REQUIRED WORK:
Set down each entry again exactly as written.

[Items from a dataset]

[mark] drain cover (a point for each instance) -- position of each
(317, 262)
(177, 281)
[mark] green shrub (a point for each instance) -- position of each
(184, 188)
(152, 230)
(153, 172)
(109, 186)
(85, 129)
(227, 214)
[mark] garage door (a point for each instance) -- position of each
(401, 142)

YOUR SOLUTION:
[mark] drain cover (a point for each instance) -- position of each
(317, 262)
(177, 281)
[mark] green shrub (a point for each instance) -- position of each
(184, 188)
(152, 230)
(153, 172)
(109, 186)
(85, 129)
(227, 214)
[mark] garage door (a point for each instance) -- position of each
(401, 142)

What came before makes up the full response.